#### BRIEF
Pull out each row below that contains the word "wall", copying every one in full.

>> BEGIN DATASET

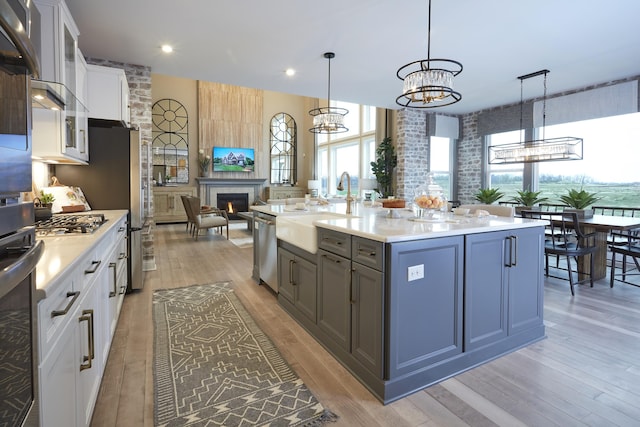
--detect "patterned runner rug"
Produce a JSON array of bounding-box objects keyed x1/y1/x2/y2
[{"x1": 153, "y1": 282, "x2": 337, "y2": 427}]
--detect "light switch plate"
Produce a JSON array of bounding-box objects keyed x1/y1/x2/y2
[{"x1": 407, "y1": 264, "x2": 424, "y2": 282}]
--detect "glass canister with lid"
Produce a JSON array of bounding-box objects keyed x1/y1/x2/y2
[{"x1": 413, "y1": 173, "x2": 447, "y2": 218}]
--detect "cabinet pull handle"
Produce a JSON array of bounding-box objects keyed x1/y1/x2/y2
[
  {"x1": 51, "y1": 291, "x2": 80, "y2": 317},
  {"x1": 322, "y1": 237, "x2": 342, "y2": 246},
  {"x1": 78, "y1": 310, "x2": 95, "y2": 371},
  {"x1": 289, "y1": 259, "x2": 296, "y2": 286},
  {"x1": 109, "y1": 262, "x2": 118, "y2": 298},
  {"x1": 322, "y1": 254, "x2": 342, "y2": 264},
  {"x1": 84, "y1": 261, "x2": 102, "y2": 274},
  {"x1": 358, "y1": 249, "x2": 376, "y2": 256},
  {"x1": 349, "y1": 267, "x2": 357, "y2": 304}
]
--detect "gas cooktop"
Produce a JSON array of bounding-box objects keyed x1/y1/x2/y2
[{"x1": 35, "y1": 214, "x2": 106, "y2": 237}]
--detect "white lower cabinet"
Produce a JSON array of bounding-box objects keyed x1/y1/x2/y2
[{"x1": 38, "y1": 217, "x2": 127, "y2": 427}]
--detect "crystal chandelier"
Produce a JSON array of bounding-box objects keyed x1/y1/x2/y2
[
  {"x1": 396, "y1": 0, "x2": 462, "y2": 108},
  {"x1": 488, "y1": 69, "x2": 583, "y2": 165},
  {"x1": 309, "y1": 52, "x2": 349, "y2": 133}
]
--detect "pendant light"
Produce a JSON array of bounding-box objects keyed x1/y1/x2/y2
[
  {"x1": 489, "y1": 69, "x2": 583, "y2": 165},
  {"x1": 309, "y1": 52, "x2": 349, "y2": 133},
  {"x1": 396, "y1": 0, "x2": 462, "y2": 108}
]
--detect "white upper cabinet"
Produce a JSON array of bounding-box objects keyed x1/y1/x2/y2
[
  {"x1": 35, "y1": 0, "x2": 80, "y2": 88},
  {"x1": 87, "y1": 64, "x2": 130, "y2": 127},
  {"x1": 33, "y1": 0, "x2": 89, "y2": 163}
]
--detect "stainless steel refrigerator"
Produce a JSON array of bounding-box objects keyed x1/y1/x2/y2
[{"x1": 55, "y1": 120, "x2": 145, "y2": 290}]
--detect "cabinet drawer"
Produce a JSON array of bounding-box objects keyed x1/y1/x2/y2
[
  {"x1": 317, "y1": 227, "x2": 351, "y2": 258},
  {"x1": 351, "y1": 236, "x2": 384, "y2": 271},
  {"x1": 38, "y1": 274, "x2": 81, "y2": 361}
]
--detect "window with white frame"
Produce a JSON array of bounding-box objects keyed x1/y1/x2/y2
[
  {"x1": 429, "y1": 136, "x2": 453, "y2": 200},
  {"x1": 485, "y1": 130, "x2": 524, "y2": 201},
  {"x1": 316, "y1": 101, "x2": 376, "y2": 196}
]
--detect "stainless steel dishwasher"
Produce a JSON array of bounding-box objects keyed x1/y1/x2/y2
[{"x1": 253, "y1": 212, "x2": 278, "y2": 293}]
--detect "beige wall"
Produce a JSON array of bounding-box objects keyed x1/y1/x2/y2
[{"x1": 151, "y1": 74, "x2": 199, "y2": 186}]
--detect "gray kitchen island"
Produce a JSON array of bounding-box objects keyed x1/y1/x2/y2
[{"x1": 251, "y1": 206, "x2": 545, "y2": 404}]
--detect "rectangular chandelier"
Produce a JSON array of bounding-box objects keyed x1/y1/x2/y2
[{"x1": 489, "y1": 136, "x2": 582, "y2": 165}]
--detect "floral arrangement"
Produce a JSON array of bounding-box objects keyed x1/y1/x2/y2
[{"x1": 198, "y1": 148, "x2": 211, "y2": 176}]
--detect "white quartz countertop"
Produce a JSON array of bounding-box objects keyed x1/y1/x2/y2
[
  {"x1": 251, "y1": 203, "x2": 543, "y2": 243},
  {"x1": 36, "y1": 210, "x2": 128, "y2": 300}
]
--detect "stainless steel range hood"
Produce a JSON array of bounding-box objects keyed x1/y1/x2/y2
[{"x1": 31, "y1": 80, "x2": 86, "y2": 111}]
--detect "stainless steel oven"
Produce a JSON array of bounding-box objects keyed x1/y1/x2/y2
[
  {"x1": 0, "y1": 0, "x2": 44, "y2": 426},
  {"x1": 0, "y1": 226, "x2": 44, "y2": 426}
]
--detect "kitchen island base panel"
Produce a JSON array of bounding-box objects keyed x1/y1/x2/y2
[
  {"x1": 380, "y1": 326, "x2": 546, "y2": 405},
  {"x1": 278, "y1": 284, "x2": 546, "y2": 405},
  {"x1": 278, "y1": 227, "x2": 545, "y2": 404}
]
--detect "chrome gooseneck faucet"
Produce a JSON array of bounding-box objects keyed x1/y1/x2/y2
[{"x1": 337, "y1": 171, "x2": 353, "y2": 215}]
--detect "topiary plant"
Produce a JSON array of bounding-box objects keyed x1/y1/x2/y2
[
  {"x1": 371, "y1": 137, "x2": 398, "y2": 197},
  {"x1": 511, "y1": 190, "x2": 549, "y2": 207},
  {"x1": 560, "y1": 188, "x2": 602, "y2": 209},
  {"x1": 473, "y1": 188, "x2": 504, "y2": 205}
]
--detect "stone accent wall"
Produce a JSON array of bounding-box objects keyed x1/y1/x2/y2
[
  {"x1": 86, "y1": 58, "x2": 156, "y2": 271},
  {"x1": 456, "y1": 113, "x2": 483, "y2": 203},
  {"x1": 394, "y1": 109, "x2": 429, "y2": 200},
  {"x1": 86, "y1": 57, "x2": 153, "y2": 218}
]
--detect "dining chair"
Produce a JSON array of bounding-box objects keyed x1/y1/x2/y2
[
  {"x1": 187, "y1": 196, "x2": 229, "y2": 240},
  {"x1": 538, "y1": 203, "x2": 569, "y2": 212},
  {"x1": 609, "y1": 230, "x2": 640, "y2": 288},
  {"x1": 593, "y1": 206, "x2": 640, "y2": 246},
  {"x1": 521, "y1": 211, "x2": 598, "y2": 295},
  {"x1": 180, "y1": 194, "x2": 194, "y2": 236}
]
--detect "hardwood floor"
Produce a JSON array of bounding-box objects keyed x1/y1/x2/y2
[{"x1": 92, "y1": 224, "x2": 640, "y2": 427}]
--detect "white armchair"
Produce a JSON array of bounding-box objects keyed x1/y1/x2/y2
[{"x1": 187, "y1": 197, "x2": 229, "y2": 240}]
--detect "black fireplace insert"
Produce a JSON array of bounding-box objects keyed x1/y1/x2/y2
[{"x1": 216, "y1": 193, "x2": 249, "y2": 219}]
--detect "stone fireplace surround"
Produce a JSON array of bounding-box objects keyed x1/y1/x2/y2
[{"x1": 196, "y1": 177, "x2": 267, "y2": 211}]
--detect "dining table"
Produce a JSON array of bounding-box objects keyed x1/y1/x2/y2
[{"x1": 558, "y1": 215, "x2": 640, "y2": 280}]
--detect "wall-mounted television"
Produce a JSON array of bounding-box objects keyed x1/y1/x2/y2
[{"x1": 211, "y1": 147, "x2": 255, "y2": 172}]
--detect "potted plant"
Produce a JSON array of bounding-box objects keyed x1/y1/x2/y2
[
  {"x1": 38, "y1": 191, "x2": 56, "y2": 209},
  {"x1": 473, "y1": 188, "x2": 504, "y2": 205},
  {"x1": 511, "y1": 190, "x2": 549, "y2": 213},
  {"x1": 371, "y1": 137, "x2": 398, "y2": 198},
  {"x1": 33, "y1": 191, "x2": 55, "y2": 221},
  {"x1": 560, "y1": 188, "x2": 602, "y2": 218},
  {"x1": 198, "y1": 149, "x2": 211, "y2": 177}
]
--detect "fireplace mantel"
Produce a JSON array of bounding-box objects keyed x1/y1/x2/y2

>> END DATASET

#### ANSWER TO THE PROBLEM
--detect "beige wall"
--detect "stone accent wall"
--detect "wall-mounted television"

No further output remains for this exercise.